# Start of MATERIAL PROVIDED

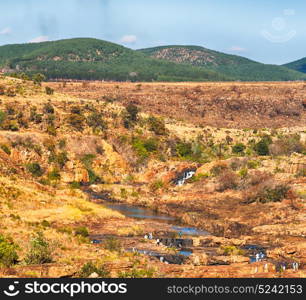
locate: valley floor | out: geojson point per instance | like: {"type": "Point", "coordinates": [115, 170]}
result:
{"type": "Point", "coordinates": [67, 156]}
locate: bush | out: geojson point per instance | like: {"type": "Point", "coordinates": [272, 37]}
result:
{"type": "Point", "coordinates": [6, 149]}
{"type": "Point", "coordinates": [262, 147]}
{"type": "Point", "coordinates": [8, 254]}
{"type": "Point", "coordinates": [54, 175]}
{"type": "Point", "coordinates": [96, 121]}
{"type": "Point", "coordinates": [11, 125]}
{"type": "Point", "coordinates": [130, 117]}
{"type": "Point", "coordinates": [35, 169]}
{"type": "Point", "coordinates": [238, 148]}
{"type": "Point", "coordinates": [253, 164]}
{"type": "Point", "coordinates": [227, 180]}
{"type": "Point", "coordinates": [231, 250]}
{"type": "Point", "coordinates": [157, 126]}
{"type": "Point", "coordinates": [49, 91]}
{"type": "Point", "coordinates": [263, 193]}
{"type": "Point", "coordinates": [183, 149]}
{"type": "Point", "coordinates": [287, 145]}
{"type": "Point", "coordinates": [48, 108]}
{"type": "Point", "coordinates": [76, 121]}
{"type": "Point", "coordinates": [82, 231]}
{"type": "Point", "coordinates": [112, 244]}
{"type": "Point", "coordinates": [132, 111]}
{"type": "Point", "coordinates": [2, 117]}
{"type": "Point", "coordinates": [10, 92]}
{"type": "Point", "coordinates": [218, 169]}
{"type": "Point", "coordinates": [40, 252]}
{"type": "Point", "coordinates": [144, 147]}
{"type": "Point", "coordinates": [156, 185]}
{"type": "Point", "coordinates": [2, 90]}
{"type": "Point", "coordinates": [90, 268]}
{"type": "Point", "coordinates": [137, 273]}
{"type": "Point", "coordinates": [38, 78]}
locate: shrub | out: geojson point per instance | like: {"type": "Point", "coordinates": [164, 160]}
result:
{"type": "Point", "coordinates": [75, 185]}
{"type": "Point", "coordinates": [287, 145]}
{"type": "Point", "coordinates": [130, 117]}
{"type": "Point", "coordinates": [10, 92]}
{"type": "Point", "coordinates": [49, 91]}
{"type": "Point", "coordinates": [76, 121]}
{"type": "Point", "coordinates": [137, 273]}
{"type": "Point", "coordinates": [112, 244]}
{"type": "Point", "coordinates": [35, 169]}
{"type": "Point", "coordinates": [8, 254]}
{"type": "Point", "coordinates": [157, 126]}
{"type": "Point", "coordinates": [218, 169]}
{"type": "Point", "coordinates": [151, 145]}
{"type": "Point", "coordinates": [243, 173]}
{"type": "Point", "coordinates": [6, 149]}
{"type": "Point", "coordinates": [262, 147]}
{"type": "Point", "coordinates": [82, 231]}
{"type": "Point", "coordinates": [144, 147]}
{"type": "Point", "coordinates": [2, 90]}
{"type": "Point", "coordinates": [227, 180]}
{"type": "Point", "coordinates": [264, 193]}
{"type": "Point", "coordinates": [38, 78]}
{"type": "Point", "coordinates": [183, 149]}
{"type": "Point", "coordinates": [90, 268]}
{"type": "Point", "coordinates": [238, 148]}
{"type": "Point", "coordinates": [54, 174]}
{"type": "Point", "coordinates": [2, 117]}
{"type": "Point", "coordinates": [156, 185]}
{"type": "Point", "coordinates": [39, 252]}
{"type": "Point", "coordinates": [253, 164]}
{"type": "Point", "coordinates": [132, 111]}
{"type": "Point", "coordinates": [96, 121]}
{"type": "Point", "coordinates": [11, 125]}
{"type": "Point", "coordinates": [51, 130]}
{"type": "Point", "coordinates": [231, 250]}
{"type": "Point", "coordinates": [48, 108]}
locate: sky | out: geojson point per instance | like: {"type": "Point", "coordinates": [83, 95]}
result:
{"type": "Point", "coordinates": [268, 31]}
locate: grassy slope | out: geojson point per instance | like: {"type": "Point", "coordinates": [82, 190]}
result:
{"type": "Point", "coordinates": [237, 67]}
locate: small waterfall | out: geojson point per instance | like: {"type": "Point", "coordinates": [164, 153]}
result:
{"type": "Point", "coordinates": [184, 176]}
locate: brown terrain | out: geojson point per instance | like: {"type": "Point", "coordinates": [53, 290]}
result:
{"type": "Point", "coordinates": [231, 105]}
{"type": "Point", "coordinates": [70, 154]}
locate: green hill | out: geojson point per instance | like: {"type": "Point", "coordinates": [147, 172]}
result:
{"type": "Point", "coordinates": [93, 59]}
{"type": "Point", "coordinates": [298, 65]}
{"type": "Point", "coordinates": [237, 67]}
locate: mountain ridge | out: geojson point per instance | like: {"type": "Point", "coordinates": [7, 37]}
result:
{"type": "Point", "coordinates": [94, 59]}
{"type": "Point", "coordinates": [237, 67]}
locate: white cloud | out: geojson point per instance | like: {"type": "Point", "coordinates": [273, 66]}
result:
{"type": "Point", "coordinates": [6, 31]}
{"type": "Point", "coordinates": [237, 49]}
{"type": "Point", "coordinates": [39, 39]}
{"type": "Point", "coordinates": [129, 39]}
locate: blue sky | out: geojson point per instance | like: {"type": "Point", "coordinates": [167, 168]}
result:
{"type": "Point", "coordinates": [269, 31]}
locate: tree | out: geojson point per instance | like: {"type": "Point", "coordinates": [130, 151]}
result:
{"type": "Point", "coordinates": [38, 78]}
{"type": "Point", "coordinates": [262, 147]}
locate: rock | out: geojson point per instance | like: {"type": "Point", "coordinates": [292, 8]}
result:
{"type": "Point", "coordinates": [81, 175]}
{"type": "Point", "coordinates": [67, 177]}
{"type": "Point", "coordinates": [93, 275]}
{"type": "Point", "coordinates": [15, 155]}
{"type": "Point", "coordinates": [198, 259]}
{"type": "Point", "coordinates": [226, 260]}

# End of MATERIAL PROVIDED

GIVEN PROBLEM
Recast the lines from the one containing "locate: white cloud" through the end of the records above as a JSON list of strings, one string per line, omitting blank lines.

RESPONSE BELOW
[
  "locate: white cloud | out: geojson point per instance | like: {\"type\": \"Point\", \"coordinates\": [273, 66]}",
  "result:",
  "{\"type\": \"Point\", \"coordinates\": [6, 31]}",
  "{\"type\": \"Point\", \"coordinates\": [237, 49]}",
  "{\"type\": \"Point\", \"coordinates\": [39, 39]}",
  "{\"type\": \"Point\", \"coordinates\": [129, 39]}",
  "locate: blue sky | out: geojson point per instance | like: {\"type\": \"Point\", \"coordinates\": [167, 168]}",
  "result:",
  "{\"type\": \"Point\", \"coordinates\": [269, 31]}",
  "locate: tree | out: geojson point per instance | like: {\"type\": \"Point\", \"coordinates\": [130, 151]}",
  "result:",
  "{\"type\": \"Point\", \"coordinates\": [38, 78]}",
  "{\"type\": \"Point\", \"coordinates\": [262, 147]}",
  "locate: rock | out: geojson point per instance | like: {\"type\": \"Point\", \"coordinates\": [292, 8]}",
  "result:",
  "{\"type\": \"Point\", \"coordinates\": [81, 175]}",
  "{\"type\": \"Point\", \"coordinates\": [67, 177]}",
  "{\"type\": \"Point\", \"coordinates\": [93, 275]}",
  "{\"type\": \"Point\", \"coordinates\": [15, 155]}",
  "{\"type\": \"Point\", \"coordinates\": [198, 259]}",
  "{\"type\": \"Point\", \"coordinates\": [226, 260]}"
]